Extract to read:

>> Begin

On Mon, Dec 19, 2016 at 9:49 PM, Jean-Philippe Aumasson
<jeanphilippe.aumasson@gmail.com> wrote:
>
> On Mon, Dec 19, 2016 at 6:32 PM Jason A. Donenfeld <Jason@zx2c4.com> wrote:
>>
>> Hi JP,
>>
>> With the threads getting confusing, I've been urged to try and keep
>> the topics and threads more closely constrained. Here's where we're
>> at, and here's the current pressing security concern. It'd be helpful
>> to have a definitive statement on what you think is best, so we can
>> just build on top of that, instead of getting lost in the chorus of
>> opinions.
>>
>> 1) Anything that requires actual long-term security will use
>> SipHash2-4, with the 64-bit output and the 128-bit key. This includes
>> things like TCP sequence numbers. This seems pretty uncontroversial to
>> me. Seem okay to you?
>
>
>
> Right, since 2012 when we published SipHash many cryptanalysts attempted to
> break SipHash-2-4 with a 128-bit key, for various notions of "break", and
> nothing worth worrying was ever found. I'm totally confident that
> SipHash-2-4 will live up to its security promises.
>
> Don't use something weaker for things like TCP sequence numbers or RNGs. Use
> SipHash2-4 for those. That is the correct choice.
>
>>
>>
>> 2) People seem to want something competitive, performance-wise, with
>> jhash if it's going to replace jhash. The kernel community
>> instinctively pushes back on anything that could harm performance,
>> especially in networking and in critical data structures, so there
>> have been some calls for something faster than SipHash. So, questions
>> regarding this:
>>
>
> No free lunch I guess: either go with a cryptographically secure,
> time-proved keyed hash such as SipHash, or go with some simpler hash deemed
> secure cos its designer can't break it :) #DontRollYourOwnCrypto
>
>> 2a) George thinks that HalfSipHash on 32-bit systems will have roughly
>> comparable speed as SipHash on 64-bit systems, so the idea would be to
>> use HalfSipHash on 32-bit systems' hash tables and SipHash on 64-bit
>> systems' hash tables. The big obvious question is: does HalfSipHash
>> have a sufficient security margin for hashtable usage and hashtable
>> attacks? I'm not wondering about the security margin for other usages,
>> but just of the hashtable usage. In your opinion, does HalfSipHash cut
>> it?

>> End

Challenge 1: Repeat the lines of the entries verbatim, beginning at the line that contains "# mark one dot per instance, written like column 826, row" and stopping after the line that contains "column 494, row 642".

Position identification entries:
>> Begin

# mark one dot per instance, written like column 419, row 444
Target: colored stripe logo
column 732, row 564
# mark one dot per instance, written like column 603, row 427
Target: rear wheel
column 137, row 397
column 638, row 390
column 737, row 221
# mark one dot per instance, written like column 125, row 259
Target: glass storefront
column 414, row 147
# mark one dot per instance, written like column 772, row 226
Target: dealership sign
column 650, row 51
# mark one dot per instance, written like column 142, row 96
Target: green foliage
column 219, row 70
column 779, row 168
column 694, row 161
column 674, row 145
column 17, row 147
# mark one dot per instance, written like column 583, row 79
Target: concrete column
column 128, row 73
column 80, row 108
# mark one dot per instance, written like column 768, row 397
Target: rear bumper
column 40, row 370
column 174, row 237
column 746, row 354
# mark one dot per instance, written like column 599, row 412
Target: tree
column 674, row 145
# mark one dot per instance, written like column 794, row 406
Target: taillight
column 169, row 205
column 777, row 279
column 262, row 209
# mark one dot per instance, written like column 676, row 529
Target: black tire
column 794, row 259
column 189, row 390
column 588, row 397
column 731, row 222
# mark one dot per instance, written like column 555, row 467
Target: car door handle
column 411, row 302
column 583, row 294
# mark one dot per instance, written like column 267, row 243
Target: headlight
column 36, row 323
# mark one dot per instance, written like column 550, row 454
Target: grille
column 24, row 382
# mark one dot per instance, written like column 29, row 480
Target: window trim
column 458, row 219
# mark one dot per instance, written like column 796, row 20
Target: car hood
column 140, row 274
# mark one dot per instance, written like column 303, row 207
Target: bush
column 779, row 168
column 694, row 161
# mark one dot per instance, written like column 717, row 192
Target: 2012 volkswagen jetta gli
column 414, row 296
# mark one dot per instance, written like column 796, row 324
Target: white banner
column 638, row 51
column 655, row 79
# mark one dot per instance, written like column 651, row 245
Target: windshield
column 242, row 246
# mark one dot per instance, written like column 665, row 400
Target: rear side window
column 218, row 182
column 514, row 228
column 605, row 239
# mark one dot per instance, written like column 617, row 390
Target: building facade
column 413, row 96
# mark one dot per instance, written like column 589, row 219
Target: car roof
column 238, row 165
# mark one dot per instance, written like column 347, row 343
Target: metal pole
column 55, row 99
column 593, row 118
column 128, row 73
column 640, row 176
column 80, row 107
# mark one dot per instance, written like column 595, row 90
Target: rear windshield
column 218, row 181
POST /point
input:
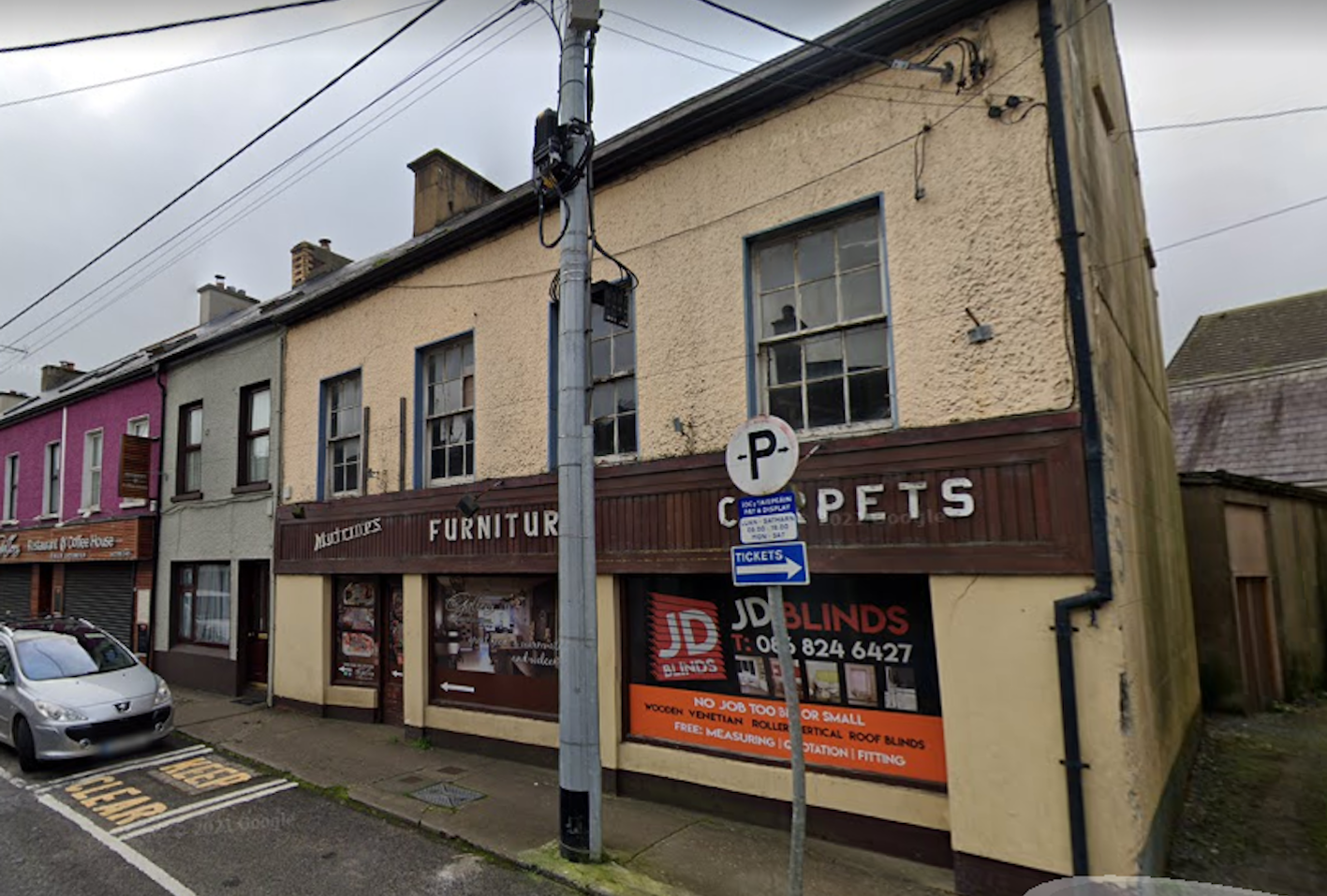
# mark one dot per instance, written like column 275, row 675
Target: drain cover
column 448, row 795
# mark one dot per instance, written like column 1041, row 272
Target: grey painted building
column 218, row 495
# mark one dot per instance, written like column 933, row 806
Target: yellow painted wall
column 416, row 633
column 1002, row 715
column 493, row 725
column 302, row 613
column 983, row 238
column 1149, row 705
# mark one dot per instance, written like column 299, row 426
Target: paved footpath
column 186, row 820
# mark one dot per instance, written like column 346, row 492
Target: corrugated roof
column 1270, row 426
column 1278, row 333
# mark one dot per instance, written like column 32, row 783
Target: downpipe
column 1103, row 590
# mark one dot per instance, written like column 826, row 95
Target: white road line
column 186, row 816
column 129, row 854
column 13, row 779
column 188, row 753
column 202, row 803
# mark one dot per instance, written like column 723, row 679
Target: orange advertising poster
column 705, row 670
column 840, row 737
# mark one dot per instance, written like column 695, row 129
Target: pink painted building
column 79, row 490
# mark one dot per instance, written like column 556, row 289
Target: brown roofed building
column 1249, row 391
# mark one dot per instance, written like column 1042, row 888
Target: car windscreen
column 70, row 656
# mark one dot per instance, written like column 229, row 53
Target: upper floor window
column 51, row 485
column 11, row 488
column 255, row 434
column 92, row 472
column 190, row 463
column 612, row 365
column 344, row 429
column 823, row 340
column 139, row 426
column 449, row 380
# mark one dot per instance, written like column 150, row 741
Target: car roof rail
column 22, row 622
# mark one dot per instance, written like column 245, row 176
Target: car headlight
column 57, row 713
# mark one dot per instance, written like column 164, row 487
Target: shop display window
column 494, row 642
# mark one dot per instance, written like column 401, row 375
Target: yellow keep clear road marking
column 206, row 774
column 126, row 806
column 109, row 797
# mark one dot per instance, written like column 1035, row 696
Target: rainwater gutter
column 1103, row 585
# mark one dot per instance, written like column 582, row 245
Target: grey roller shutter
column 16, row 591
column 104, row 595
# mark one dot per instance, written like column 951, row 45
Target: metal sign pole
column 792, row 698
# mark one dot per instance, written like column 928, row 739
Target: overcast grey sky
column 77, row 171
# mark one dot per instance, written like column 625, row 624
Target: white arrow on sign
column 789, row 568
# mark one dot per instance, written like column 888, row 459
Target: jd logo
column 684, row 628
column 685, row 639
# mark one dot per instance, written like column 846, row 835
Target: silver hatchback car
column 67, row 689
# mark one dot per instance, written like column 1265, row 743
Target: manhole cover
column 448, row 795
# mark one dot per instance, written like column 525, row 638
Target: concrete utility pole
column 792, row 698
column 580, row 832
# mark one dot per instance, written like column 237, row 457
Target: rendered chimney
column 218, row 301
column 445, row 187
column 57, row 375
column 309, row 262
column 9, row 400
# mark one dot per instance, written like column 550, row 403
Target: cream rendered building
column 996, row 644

>> End
>> Begin

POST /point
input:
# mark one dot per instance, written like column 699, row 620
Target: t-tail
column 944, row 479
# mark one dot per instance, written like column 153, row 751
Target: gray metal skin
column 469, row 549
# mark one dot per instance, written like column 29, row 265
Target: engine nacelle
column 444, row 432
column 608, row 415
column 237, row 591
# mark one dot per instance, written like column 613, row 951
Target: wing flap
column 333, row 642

>> End

Challenge 2:
Answer these questions from the SipHash message thread:
(a) Since what year have cryptanalysts tried to break SipHash-2-4 with a 128-bit key?
(b) For long-term security uses, what output size and key size does point 1 specify for SipHash2-4?
(c) Who thinks HalfSipHash on 32-bit systems will have roughly comparable speed to SipHash on 64-bit systems?

Correct result 1:
# mark one dot per instance, written like column 826, row 95
Target: white road line
column 186, row 816
column 129, row 854
column 13, row 779
column 188, row 753
column 202, row 803
# mark one dot per instance, written like column 723, row 679
Target: orange advertising poster
column 705, row 670
column 840, row 737
# mark one dot per instance, written like column 695, row 129
Target: pink painted building
column 79, row 490
# mark one dot per instance, written like column 556, row 289
Target: brown roofed building
column 1249, row 391
# mark one dot per instance, written like column 1042, row 888
Target: car windscreen
column 70, row 656
# mark one dot per instance, written like column 229, row 53
Target: upper floor window
column 51, row 485
column 11, row 488
column 255, row 434
column 92, row 472
column 190, row 463
column 612, row 365
column 344, row 429
column 823, row 340
column 139, row 426
column 449, row 380
# mark one dot per instance, written like column 150, row 741
Target: car roof rail
column 22, row 622
# mark one dot per instance, written like column 245, row 176
Target: car headlight
column 57, row 713
# mark one dot per instance, written like column 164, row 487
Target: shop display window
column 494, row 642

Correct result 2:
(a) 2012
(b) A 64-bit output and a 128-bit key
(c) George